▶ **EXERCISE BRIEF**: Return every line of the listing that includes the string "below".

▶ **MATERIALS PROVIDED**:
==========
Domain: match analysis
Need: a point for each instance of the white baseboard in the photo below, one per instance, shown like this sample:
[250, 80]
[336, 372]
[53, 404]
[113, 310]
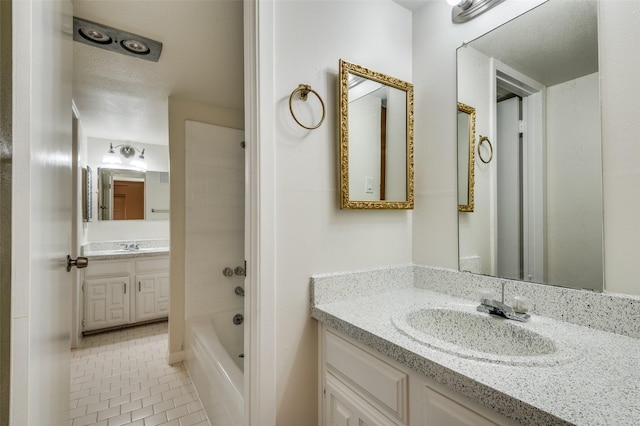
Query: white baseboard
[176, 357]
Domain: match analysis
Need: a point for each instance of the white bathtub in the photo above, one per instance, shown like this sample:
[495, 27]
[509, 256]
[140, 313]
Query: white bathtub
[213, 358]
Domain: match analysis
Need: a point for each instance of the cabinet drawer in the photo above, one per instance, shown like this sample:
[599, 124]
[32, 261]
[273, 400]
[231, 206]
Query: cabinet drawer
[107, 268]
[373, 378]
[153, 264]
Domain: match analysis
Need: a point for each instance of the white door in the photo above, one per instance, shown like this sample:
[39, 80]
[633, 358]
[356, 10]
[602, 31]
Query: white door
[509, 159]
[152, 297]
[41, 289]
[106, 302]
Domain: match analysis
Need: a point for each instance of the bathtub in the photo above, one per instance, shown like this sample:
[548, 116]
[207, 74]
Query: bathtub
[214, 358]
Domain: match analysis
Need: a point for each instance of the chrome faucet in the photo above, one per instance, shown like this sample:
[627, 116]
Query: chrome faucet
[494, 307]
[130, 246]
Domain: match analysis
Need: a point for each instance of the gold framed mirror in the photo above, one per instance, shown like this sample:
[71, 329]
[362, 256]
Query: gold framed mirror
[466, 157]
[376, 140]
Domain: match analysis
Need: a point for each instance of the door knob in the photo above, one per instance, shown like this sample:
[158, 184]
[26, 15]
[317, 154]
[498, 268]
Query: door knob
[79, 262]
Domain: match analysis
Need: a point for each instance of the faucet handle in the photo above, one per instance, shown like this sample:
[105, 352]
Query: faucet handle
[521, 304]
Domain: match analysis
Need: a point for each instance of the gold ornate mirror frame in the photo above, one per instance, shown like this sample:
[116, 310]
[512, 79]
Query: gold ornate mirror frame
[471, 138]
[346, 201]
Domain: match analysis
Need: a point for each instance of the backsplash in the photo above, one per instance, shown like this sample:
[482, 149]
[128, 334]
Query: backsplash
[118, 244]
[615, 313]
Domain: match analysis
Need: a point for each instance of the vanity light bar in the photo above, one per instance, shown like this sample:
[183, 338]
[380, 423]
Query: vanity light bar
[115, 40]
[466, 10]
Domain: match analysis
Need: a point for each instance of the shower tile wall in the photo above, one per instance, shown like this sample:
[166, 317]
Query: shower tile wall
[214, 217]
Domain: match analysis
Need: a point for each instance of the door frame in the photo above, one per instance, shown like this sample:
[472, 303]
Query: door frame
[533, 96]
[260, 183]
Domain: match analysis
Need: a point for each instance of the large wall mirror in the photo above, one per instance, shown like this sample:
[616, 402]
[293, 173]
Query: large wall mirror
[376, 140]
[538, 203]
[132, 195]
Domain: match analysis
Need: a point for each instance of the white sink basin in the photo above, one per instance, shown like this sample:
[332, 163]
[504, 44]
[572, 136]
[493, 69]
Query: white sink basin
[480, 336]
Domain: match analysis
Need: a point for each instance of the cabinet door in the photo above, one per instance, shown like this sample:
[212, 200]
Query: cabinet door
[344, 407]
[441, 409]
[106, 302]
[152, 297]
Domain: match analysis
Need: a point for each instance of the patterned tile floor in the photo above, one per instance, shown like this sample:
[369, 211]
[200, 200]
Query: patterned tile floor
[122, 378]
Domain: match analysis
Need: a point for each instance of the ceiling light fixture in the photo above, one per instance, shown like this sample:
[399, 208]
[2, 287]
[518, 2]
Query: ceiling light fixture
[465, 10]
[128, 153]
[115, 40]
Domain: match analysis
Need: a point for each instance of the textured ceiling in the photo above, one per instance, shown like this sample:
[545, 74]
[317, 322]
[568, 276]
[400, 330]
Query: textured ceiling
[124, 98]
[553, 43]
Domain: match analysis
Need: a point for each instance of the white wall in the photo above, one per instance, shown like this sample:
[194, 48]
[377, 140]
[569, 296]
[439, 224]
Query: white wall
[157, 157]
[312, 234]
[574, 183]
[619, 37]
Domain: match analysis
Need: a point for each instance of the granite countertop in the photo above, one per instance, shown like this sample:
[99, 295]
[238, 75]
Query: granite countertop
[125, 254]
[114, 250]
[599, 384]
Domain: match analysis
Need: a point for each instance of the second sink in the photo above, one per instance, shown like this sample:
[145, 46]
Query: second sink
[475, 335]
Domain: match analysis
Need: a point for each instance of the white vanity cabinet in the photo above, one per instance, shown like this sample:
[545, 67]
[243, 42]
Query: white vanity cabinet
[125, 291]
[106, 302]
[152, 287]
[363, 387]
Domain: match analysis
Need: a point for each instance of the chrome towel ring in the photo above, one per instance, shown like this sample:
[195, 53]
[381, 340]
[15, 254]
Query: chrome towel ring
[480, 143]
[304, 90]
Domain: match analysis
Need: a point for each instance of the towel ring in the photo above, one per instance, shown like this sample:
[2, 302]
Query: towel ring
[304, 90]
[482, 140]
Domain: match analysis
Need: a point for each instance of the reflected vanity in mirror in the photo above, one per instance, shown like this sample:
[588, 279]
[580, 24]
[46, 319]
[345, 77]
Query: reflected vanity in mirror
[376, 140]
[466, 158]
[132, 195]
[537, 212]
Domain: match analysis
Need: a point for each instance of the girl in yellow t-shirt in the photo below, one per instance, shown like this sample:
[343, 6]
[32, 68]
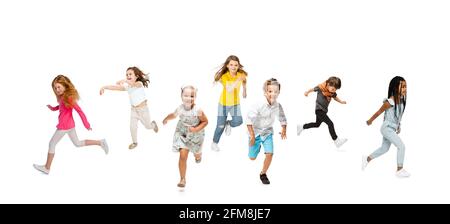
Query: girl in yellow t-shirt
[232, 76]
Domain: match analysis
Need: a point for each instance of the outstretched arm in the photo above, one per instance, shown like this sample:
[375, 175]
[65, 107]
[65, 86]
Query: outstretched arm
[169, 117]
[339, 100]
[203, 122]
[383, 107]
[309, 91]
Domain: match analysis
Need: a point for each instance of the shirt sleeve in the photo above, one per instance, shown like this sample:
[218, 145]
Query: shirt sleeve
[316, 89]
[82, 116]
[390, 101]
[281, 115]
[252, 114]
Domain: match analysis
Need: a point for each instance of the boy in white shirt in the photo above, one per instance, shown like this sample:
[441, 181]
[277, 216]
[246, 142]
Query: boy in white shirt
[260, 119]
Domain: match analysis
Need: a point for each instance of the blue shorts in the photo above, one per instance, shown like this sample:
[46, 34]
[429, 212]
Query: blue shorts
[253, 151]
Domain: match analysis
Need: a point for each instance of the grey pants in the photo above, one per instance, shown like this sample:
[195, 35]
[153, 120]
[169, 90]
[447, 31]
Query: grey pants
[139, 114]
[59, 134]
[390, 137]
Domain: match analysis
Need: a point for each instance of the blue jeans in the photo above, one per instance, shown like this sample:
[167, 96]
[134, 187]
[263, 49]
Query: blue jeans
[223, 111]
[390, 137]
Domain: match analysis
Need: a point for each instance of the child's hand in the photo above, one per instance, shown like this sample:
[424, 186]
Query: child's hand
[252, 141]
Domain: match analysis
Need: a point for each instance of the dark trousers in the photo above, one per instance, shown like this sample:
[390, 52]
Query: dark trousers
[322, 116]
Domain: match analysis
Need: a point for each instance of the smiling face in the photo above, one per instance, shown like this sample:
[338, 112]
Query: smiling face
[188, 96]
[131, 76]
[402, 88]
[233, 66]
[59, 89]
[271, 93]
[331, 89]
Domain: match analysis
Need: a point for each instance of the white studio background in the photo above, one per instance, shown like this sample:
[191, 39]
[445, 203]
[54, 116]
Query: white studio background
[365, 43]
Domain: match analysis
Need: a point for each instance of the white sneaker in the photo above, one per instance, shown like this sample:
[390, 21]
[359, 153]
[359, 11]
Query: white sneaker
[299, 129]
[215, 147]
[228, 128]
[41, 168]
[339, 142]
[364, 163]
[402, 173]
[104, 146]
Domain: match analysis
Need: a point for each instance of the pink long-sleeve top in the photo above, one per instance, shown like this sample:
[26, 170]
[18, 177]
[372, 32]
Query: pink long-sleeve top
[65, 117]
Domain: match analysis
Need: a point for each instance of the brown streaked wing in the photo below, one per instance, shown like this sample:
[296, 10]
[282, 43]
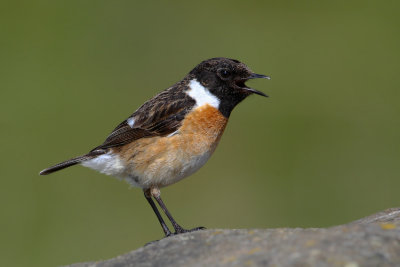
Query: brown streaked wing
[159, 116]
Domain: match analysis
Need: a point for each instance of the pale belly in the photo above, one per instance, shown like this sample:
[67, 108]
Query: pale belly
[162, 161]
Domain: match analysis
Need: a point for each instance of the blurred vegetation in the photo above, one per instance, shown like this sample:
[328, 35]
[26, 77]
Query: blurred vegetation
[322, 150]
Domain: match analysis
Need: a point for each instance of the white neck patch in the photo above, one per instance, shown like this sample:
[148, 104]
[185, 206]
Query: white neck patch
[201, 94]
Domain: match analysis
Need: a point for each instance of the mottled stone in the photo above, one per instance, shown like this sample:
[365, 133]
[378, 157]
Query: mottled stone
[371, 241]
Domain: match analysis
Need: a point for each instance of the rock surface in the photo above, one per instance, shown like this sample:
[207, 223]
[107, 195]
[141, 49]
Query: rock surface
[371, 241]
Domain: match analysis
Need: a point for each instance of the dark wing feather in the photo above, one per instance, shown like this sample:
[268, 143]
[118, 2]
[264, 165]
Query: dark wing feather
[159, 116]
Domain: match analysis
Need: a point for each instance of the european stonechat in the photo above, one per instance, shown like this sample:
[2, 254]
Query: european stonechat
[173, 134]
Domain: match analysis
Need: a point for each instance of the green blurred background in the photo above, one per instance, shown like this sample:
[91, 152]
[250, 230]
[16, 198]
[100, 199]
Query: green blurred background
[322, 150]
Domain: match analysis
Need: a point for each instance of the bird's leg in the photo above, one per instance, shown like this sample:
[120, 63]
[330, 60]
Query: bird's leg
[147, 195]
[155, 192]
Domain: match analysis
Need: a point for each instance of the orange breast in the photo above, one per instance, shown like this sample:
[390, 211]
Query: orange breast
[161, 161]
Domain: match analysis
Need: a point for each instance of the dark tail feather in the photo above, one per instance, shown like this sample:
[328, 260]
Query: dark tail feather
[71, 162]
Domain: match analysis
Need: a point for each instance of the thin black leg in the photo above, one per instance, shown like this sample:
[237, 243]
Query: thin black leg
[178, 229]
[160, 219]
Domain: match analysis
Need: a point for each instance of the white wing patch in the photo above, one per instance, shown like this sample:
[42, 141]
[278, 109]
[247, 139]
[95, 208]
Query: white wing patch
[131, 122]
[201, 94]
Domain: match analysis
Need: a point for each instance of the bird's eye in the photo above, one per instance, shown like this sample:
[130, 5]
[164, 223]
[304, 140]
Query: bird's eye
[224, 73]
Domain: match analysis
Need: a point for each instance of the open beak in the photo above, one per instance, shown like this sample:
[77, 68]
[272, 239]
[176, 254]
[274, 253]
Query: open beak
[257, 76]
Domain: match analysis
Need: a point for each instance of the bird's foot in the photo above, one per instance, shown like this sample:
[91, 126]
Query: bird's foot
[180, 230]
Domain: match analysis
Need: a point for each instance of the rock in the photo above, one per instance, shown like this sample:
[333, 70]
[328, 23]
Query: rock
[371, 241]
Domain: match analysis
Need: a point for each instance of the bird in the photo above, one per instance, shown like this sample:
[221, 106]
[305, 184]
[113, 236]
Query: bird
[173, 134]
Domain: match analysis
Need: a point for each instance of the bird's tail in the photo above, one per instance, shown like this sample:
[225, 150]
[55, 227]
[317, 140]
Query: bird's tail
[70, 162]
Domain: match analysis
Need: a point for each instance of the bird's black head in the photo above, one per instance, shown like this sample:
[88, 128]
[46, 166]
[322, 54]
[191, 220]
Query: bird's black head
[225, 78]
==========
▶ **SOLVED PROBLEM**:
Need: a point for each instance of the white baseboard in the photo below, one per instance, shown like this sample:
Need: a point for each instance of the girl in yellow t-shirt in the photo below, one per instance, shown like this sample:
Need: a point for each instance of the brown streaked wing in the photo below, one per instance, shown like this sample:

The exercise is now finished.